» **What the task requires**
State how many lines of the records below contain the word "green", giving only the number.

— Start of Provided records —

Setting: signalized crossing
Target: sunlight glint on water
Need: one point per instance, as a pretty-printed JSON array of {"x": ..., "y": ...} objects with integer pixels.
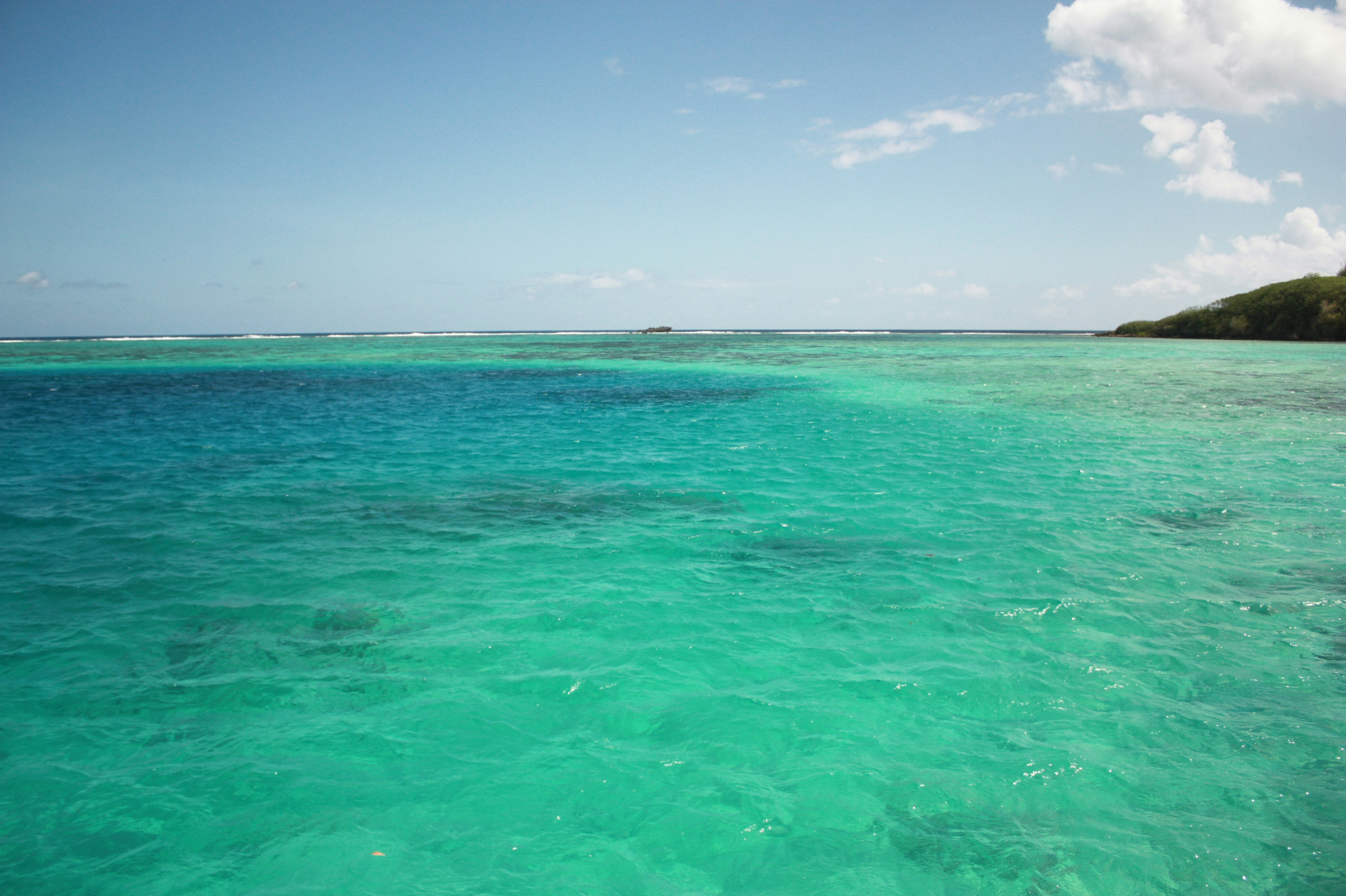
[{"x": 692, "y": 614}]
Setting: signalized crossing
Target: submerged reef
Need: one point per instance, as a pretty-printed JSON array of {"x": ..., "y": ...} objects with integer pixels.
[{"x": 1310, "y": 309}]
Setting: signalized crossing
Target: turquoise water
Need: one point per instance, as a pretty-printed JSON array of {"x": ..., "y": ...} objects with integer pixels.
[{"x": 694, "y": 614}]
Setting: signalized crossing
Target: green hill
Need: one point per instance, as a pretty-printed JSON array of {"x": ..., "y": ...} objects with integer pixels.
[{"x": 1310, "y": 309}]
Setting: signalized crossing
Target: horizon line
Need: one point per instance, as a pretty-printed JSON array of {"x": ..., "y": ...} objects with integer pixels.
[{"x": 551, "y": 333}]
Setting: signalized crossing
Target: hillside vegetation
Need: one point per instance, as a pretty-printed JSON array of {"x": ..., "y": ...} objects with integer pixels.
[{"x": 1310, "y": 309}]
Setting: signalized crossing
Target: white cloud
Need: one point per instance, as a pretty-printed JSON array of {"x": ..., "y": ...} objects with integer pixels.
[
  {"x": 598, "y": 280},
  {"x": 1302, "y": 245},
  {"x": 93, "y": 285},
  {"x": 1170, "y": 130},
  {"x": 1064, "y": 293},
  {"x": 746, "y": 88},
  {"x": 1237, "y": 56},
  {"x": 1169, "y": 283},
  {"x": 1206, "y": 155},
  {"x": 33, "y": 280},
  {"x": 894, "y": 138},
  {"x": 890, "y": 138},
  {"x": 727, "y": 85}
]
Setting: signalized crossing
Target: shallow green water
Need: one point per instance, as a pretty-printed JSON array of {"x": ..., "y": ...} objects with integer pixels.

— End of Provided records —

» **Completed exercise**
2